Identify every line in the items that contains the string "http", and copy each such line in full.
Available records: Begin
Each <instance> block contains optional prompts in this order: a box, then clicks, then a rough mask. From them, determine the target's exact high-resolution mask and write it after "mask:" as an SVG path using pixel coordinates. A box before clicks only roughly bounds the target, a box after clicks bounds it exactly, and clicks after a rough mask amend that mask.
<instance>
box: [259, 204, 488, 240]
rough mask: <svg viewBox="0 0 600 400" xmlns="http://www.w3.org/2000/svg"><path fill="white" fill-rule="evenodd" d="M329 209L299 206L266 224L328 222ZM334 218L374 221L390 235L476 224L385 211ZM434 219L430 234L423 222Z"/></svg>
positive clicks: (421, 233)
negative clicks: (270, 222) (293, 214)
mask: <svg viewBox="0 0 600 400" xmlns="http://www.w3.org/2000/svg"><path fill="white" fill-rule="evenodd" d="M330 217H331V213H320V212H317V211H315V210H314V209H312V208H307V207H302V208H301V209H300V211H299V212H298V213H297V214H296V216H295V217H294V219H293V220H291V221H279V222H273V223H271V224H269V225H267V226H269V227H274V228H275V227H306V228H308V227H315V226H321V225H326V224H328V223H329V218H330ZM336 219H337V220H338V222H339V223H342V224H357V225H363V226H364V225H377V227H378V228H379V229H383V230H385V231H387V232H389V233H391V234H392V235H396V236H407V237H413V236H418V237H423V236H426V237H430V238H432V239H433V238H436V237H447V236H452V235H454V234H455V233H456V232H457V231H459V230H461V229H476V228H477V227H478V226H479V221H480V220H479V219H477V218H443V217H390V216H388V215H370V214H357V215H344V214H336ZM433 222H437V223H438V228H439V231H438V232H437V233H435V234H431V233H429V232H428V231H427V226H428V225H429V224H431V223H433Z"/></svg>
Available records: End
▸ **Expected output**
rough mask: <svg viewBox="0 0 600 400" xmlns="http://www.w3.org/2000/svg"><path fill="white" fill-rule="evenodd" d="M329 209L299 206L266 224L328 222ZM334 218L374 221L390 235L476 224L385 211ZM434 219L430 234L423 222Z"/></svg>
mask: <svg viewBox="0 0 600 400" xmlns="http://www.w3.org/2000/svg"><path fill="white" fill-rule="evenodd" d="M330 217H331V213H320V212H317V211H315V210H314V209H312V208H307V207H302V208H301V209H300V211H299V212H298V213H297V214H296V216H295V217H294V219H293V220H291V221H279V222H273V223H271V224H269V225H267V226H269V227H274V228H275V227H306V228H308V227H315V226H321V225H326V224H328V223H329V218H330ZM336 219H337V220H338V222H339V223H342V224H357V225H363V226H364V225H377V227H378V228H379V229H383V230H385V231H387V232H389V233H391V234H392V235H396V236H407V237H413V236H418V237H423V236H426V237H430V238H432V239H433V238H436V237H447V236H452V235H454V234H455V233H456V232H457V231H459V230H461V229H476V228H477V227H478V226H479V221H480V220H479V219H477V218H443V217H390V216H388V215H370V214H357V215H344V214H336ZM433 222H437V223H438V228H439V231H438V232H437V233H435V234H431V233H429V232H428V231H427V226H428V225H429V224H431V223H433Z"/></svg>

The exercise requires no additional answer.